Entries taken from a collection

--------

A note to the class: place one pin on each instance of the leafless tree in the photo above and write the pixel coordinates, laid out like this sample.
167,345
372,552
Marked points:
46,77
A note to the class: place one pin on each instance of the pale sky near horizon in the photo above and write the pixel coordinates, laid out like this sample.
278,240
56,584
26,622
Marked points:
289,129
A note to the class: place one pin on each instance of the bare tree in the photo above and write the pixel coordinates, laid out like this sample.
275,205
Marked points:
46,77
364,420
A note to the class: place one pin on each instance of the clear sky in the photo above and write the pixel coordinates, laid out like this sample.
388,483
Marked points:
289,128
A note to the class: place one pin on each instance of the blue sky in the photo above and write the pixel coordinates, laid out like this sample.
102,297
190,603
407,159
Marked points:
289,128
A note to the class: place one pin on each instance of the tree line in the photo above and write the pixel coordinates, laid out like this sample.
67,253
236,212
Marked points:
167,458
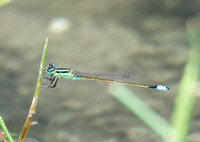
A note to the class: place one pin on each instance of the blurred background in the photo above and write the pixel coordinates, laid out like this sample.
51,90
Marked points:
145,38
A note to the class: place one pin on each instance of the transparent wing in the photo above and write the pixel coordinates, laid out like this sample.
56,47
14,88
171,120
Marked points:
111,77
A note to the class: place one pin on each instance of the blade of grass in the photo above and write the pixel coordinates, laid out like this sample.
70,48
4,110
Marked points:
36,96
185,100
139,108
5,130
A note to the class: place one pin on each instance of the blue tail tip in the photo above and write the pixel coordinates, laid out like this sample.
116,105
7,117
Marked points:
160,87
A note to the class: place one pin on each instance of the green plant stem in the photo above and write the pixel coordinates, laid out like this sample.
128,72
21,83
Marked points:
185,100
36,96
5,130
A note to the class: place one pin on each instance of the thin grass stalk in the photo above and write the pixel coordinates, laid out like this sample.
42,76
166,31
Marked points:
36,96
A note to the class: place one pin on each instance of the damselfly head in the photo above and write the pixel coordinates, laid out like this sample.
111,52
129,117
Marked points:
50,69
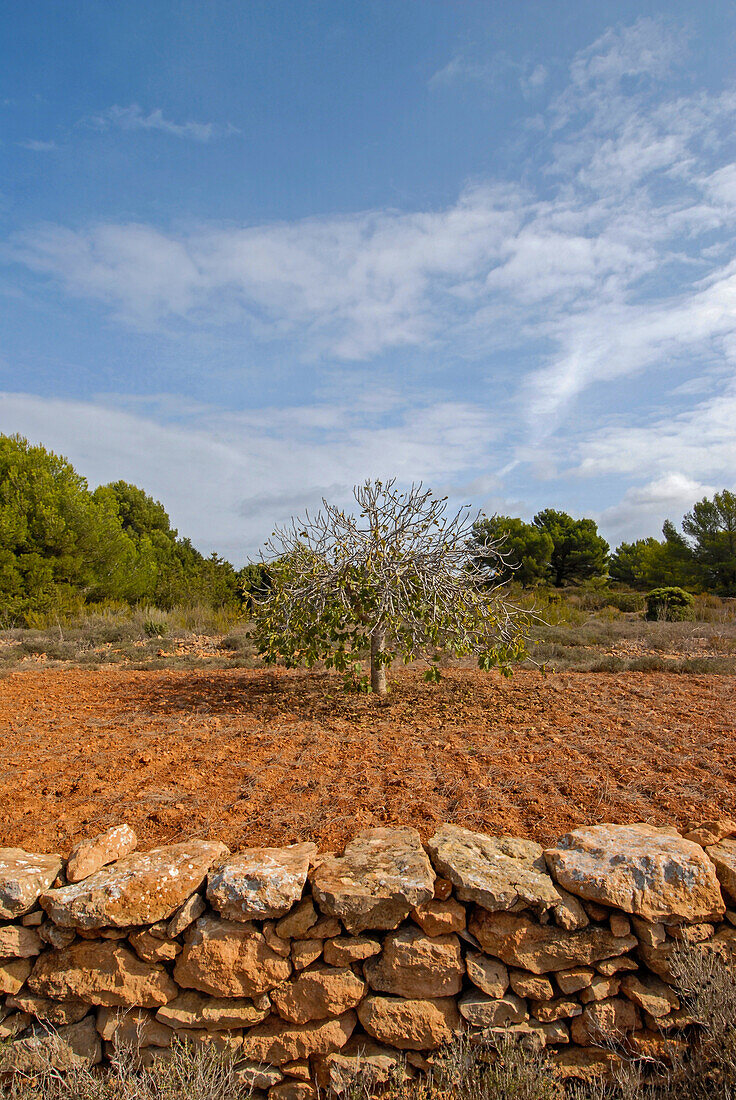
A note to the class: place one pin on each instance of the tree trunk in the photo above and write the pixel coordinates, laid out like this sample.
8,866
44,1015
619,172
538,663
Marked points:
377,671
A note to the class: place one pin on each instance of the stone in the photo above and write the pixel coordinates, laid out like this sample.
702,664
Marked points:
649,993
440,917
518,942
573,980
296,924
142,888
317,993
88,856
483,1011
277,1042
604,1021
344,950
561,1008
101,972
63,1048
17,942
533,986
497,872
601,989
185,915
229,958
47,1010
489,975
13,974
641,869
723,856
260,882
417,966
306,952
409,1024
23,877
152,949
196,1011
382,876
136,1027
712,832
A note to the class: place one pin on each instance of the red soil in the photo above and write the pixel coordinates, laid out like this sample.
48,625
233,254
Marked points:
253,757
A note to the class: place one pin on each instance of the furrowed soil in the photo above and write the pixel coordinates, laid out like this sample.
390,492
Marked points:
252,757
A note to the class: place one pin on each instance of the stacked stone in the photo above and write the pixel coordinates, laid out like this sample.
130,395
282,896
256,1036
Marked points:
310,968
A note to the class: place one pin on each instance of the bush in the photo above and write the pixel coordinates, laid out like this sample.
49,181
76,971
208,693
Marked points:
670,605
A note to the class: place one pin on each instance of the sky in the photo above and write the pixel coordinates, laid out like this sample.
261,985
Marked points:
255,252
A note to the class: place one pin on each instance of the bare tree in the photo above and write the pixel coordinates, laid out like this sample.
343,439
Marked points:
396,576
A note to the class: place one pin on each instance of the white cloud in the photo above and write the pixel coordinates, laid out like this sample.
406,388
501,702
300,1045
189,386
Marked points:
134,118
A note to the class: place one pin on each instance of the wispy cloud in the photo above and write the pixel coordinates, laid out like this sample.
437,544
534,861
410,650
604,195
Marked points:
135,118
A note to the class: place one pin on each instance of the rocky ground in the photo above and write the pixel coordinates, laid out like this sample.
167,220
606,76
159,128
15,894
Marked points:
250,757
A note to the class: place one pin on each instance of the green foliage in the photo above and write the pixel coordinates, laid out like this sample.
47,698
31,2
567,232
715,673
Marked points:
523,553
579,552
670,605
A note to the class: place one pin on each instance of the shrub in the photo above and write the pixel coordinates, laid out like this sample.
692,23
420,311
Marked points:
670,605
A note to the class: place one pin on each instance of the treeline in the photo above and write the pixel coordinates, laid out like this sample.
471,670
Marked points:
557,550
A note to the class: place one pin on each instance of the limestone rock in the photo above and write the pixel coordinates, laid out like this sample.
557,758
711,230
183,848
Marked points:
409,1024
185,915
651,872
317,993
197,1011
139,889
440,917
489,975
497,872
723,856
88,856
260,882
382,876
20,943
417,966
23,877
344,950
101,972
518,942
64,1048
482,1011
277,1042
229,958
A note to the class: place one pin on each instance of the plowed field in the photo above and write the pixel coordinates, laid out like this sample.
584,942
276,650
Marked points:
251,757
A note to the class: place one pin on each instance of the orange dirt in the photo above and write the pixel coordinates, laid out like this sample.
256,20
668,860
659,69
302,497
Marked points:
252,757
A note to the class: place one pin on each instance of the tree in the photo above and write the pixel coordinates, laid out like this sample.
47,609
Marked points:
394,578
579,552
519,551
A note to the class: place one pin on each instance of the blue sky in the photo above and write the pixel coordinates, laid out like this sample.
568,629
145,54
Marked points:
254,252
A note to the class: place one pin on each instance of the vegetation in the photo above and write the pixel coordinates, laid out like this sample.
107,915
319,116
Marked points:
394,578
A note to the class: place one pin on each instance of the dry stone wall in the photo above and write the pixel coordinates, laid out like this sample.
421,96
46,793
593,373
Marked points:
309,968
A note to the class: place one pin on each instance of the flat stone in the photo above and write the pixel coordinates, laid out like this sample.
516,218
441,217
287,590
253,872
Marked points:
142,888
20,943
277,1042
198,1011
23,877
483,1011
260,882
229,958
417,966
88,856
101,972
410,1024
489,975
317,993
522,943
497,872
382,876
640,869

--------

> Task brief: Quote exactly and only the lines from the one holding "of the vegetation" through the end of the data.

> Finished exercise:
A note to the class: place one pin on each instance of the vegetation in the photo above and write the pixel coordinates, laid out like this sample.
107,915
319,116
Marked points:
394,578
A note to the class: place one pin on each instance of the dry stone wall in the photo above and write the pixel coordinates, laid out like this sample.
421,96
46,793
593,373
Marked points:
309,968
A note to the class: place one pin on each instance of the flat stone in the photo above and write the pixel coordinates, laid out like this sample.
516,218
441,217
287,590
253,872
Marked points:
142,888
20,943
277,1042
198,1011
23,877
483,1011
260,882
229,958
417,966
88,856
101,972
410,1024
489,975
317,993
522,943
497,872
382,876
640,869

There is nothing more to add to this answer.